-- Start GIVEN DATA --

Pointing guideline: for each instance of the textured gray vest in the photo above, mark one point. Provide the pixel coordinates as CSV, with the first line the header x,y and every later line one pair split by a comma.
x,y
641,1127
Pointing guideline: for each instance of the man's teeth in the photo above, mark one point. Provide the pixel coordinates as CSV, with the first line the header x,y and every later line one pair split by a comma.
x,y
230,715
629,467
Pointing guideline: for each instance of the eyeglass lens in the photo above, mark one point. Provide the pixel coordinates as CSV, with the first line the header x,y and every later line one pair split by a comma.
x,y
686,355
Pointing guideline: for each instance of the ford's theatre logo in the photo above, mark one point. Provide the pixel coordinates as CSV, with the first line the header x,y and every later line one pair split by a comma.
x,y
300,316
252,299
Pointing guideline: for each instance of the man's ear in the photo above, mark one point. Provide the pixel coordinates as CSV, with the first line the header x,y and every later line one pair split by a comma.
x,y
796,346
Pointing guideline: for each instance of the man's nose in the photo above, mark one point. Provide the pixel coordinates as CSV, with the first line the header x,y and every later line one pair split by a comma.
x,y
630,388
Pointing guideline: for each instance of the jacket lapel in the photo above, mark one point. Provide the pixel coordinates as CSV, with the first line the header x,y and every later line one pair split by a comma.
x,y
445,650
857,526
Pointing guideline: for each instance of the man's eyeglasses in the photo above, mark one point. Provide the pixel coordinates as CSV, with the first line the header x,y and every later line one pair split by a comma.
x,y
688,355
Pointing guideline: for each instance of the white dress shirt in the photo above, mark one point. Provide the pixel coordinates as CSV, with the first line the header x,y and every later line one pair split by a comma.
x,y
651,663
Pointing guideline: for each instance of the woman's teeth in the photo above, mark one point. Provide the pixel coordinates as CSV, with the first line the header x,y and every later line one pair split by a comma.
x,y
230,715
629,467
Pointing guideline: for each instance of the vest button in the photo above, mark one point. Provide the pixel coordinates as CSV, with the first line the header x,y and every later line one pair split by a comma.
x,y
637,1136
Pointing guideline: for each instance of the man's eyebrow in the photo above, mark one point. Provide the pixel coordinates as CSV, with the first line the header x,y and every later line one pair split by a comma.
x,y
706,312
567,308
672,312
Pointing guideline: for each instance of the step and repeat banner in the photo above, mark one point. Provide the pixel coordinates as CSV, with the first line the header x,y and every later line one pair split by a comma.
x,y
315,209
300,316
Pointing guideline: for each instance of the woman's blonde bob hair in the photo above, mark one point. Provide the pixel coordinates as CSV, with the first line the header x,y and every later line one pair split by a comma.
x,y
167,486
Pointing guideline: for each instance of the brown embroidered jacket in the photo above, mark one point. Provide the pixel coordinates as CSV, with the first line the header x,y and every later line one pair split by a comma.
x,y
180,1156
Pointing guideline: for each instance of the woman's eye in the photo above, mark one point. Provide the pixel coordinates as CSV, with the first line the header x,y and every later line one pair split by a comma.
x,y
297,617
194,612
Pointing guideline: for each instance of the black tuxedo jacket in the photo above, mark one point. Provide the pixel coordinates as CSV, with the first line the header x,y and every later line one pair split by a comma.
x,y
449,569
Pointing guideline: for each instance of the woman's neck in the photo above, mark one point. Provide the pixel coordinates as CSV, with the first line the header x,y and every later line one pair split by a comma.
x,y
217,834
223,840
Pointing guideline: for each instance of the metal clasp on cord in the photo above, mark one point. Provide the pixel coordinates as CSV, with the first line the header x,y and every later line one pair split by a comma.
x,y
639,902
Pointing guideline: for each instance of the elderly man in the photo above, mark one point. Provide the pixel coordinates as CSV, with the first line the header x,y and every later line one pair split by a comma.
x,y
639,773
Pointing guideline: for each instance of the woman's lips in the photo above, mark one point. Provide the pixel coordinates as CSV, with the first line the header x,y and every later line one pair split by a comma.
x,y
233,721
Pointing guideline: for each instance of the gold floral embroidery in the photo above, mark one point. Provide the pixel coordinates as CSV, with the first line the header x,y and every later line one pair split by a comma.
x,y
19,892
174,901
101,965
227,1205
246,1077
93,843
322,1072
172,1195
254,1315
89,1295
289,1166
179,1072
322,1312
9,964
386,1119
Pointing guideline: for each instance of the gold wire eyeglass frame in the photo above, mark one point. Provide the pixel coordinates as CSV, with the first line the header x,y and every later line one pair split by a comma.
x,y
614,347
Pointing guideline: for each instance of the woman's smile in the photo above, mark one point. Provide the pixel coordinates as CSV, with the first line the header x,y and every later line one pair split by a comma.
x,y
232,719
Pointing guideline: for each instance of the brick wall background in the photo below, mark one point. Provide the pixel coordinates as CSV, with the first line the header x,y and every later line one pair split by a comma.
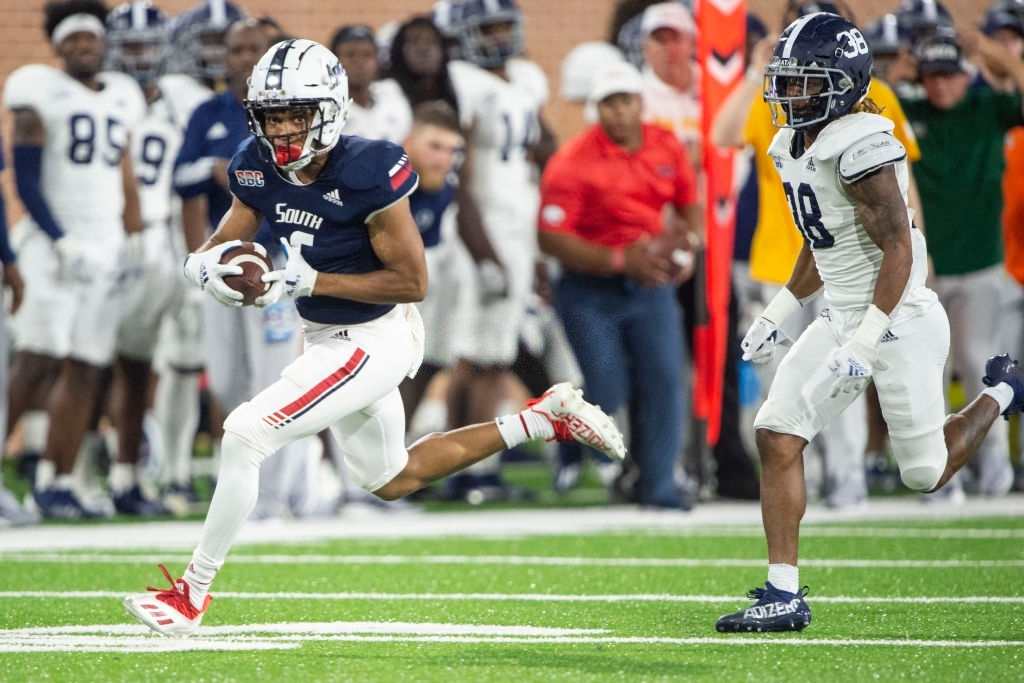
x,y
553,27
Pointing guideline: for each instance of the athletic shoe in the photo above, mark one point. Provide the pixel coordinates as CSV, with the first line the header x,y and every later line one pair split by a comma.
x,y
1004,369
61,504
774,610
573,418
170,611
13,512
134,503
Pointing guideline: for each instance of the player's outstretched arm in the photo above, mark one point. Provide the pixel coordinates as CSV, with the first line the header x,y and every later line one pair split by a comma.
x,y
881,210
396,242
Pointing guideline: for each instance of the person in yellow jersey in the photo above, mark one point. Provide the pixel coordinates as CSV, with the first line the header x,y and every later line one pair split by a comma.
x,y
744,120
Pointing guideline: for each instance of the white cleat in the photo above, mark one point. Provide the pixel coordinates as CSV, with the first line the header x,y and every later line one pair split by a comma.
x,y
168,611
574,419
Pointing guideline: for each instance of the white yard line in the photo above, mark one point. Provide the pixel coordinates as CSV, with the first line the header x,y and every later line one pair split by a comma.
x,y
356,523
508,560
525,597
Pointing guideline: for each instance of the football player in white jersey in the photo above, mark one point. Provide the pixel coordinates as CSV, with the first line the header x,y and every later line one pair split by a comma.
x,y
138,46
70,135
379,110
846,179
500,95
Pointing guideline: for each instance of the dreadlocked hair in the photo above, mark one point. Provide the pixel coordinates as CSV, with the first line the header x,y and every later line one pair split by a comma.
x,y
57,10
866,105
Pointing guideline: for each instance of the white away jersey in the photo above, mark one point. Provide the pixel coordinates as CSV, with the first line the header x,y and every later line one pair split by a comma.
x,y
501,118
156,142
86,134
845,151
389,119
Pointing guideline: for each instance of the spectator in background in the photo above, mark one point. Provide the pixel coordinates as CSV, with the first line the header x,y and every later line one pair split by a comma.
x,y
379,111
962,131
670,75
603,198
419,63
744,120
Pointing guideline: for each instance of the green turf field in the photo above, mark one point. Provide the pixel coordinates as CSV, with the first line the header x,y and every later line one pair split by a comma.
x,y
892,599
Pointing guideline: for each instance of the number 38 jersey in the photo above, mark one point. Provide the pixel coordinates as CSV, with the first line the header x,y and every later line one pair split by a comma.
x,y
86,134
814,181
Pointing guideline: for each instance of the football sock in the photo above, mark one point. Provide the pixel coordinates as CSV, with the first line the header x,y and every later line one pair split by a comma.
x,y
122,477
784,577
524,426
233,500
176,410
1001,393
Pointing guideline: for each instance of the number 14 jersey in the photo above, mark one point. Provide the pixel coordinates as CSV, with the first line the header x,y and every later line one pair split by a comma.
x,y
815,183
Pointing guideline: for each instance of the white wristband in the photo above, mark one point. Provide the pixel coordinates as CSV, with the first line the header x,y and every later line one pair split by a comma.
x,y
872,327
781,306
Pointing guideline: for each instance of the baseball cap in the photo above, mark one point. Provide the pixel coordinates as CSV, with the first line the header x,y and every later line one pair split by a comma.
x,y
582,63
668,15
614,78
939,54
1001,18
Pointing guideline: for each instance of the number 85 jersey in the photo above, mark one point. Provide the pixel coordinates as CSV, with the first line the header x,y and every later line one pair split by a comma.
x,y
86,134
815,183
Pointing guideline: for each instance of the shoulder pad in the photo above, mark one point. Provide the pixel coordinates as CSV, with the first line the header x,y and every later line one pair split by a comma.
x,y
842,133
780,143
366,163
869,154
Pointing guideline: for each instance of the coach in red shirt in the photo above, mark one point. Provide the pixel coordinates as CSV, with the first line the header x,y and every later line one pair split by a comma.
x,y
617,209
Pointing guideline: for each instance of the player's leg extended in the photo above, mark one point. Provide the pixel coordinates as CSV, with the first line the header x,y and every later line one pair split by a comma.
x,y
797,409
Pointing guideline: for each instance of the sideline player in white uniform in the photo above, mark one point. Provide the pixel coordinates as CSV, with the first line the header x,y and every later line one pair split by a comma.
x,y
500,97
138,40
846,178
71,131
379,110
354,265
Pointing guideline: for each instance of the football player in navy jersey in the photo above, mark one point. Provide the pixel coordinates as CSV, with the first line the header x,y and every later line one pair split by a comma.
x,y
340,207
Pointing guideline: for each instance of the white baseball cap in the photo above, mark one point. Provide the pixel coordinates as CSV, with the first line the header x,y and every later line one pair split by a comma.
x,y
582,63
613,78
668,15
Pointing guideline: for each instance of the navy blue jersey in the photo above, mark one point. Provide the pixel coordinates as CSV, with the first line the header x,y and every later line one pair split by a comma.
x,y
428,207
328,217
215,130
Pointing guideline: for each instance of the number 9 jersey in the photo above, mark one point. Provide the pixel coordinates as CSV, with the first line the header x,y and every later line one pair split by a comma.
x,y
814,181
86,134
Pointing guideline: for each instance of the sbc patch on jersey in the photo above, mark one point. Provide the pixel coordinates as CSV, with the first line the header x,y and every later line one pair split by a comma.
x,y
249,178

-- End GIVEN DATA --

> _INSTRUCTIONS TO FOLLOW_
Everything from the line with "Pointing guideline: for each instance of the navy" to the end of the listing above needs to be duplicated exactly, both end lines included, with nothing more.

> _THE RESULT_
Pointing guideline: for each instance of the navy blue jersey in the photo above, mark one point. Provide the pixel coordinates as CSV, with the first line the header x,y and every later line one pair split by a comma.
x,y
428,207
328,217
215,130
Pointing guideline: for each instance of the number 9 jersey in the photo above, mark one point. Provide the pixel coordinates as CSV, with the first line the header x,y and every later line one pair split by a comma.
x,y
814,181
86,134
Pointing guideline: for each instance of the sbc patch on jersey in the photo above, mark one point. Provide the pixel coordinates as CSV, with the first line the header x,y and every later line one pair split by a comma.
x,y
249,178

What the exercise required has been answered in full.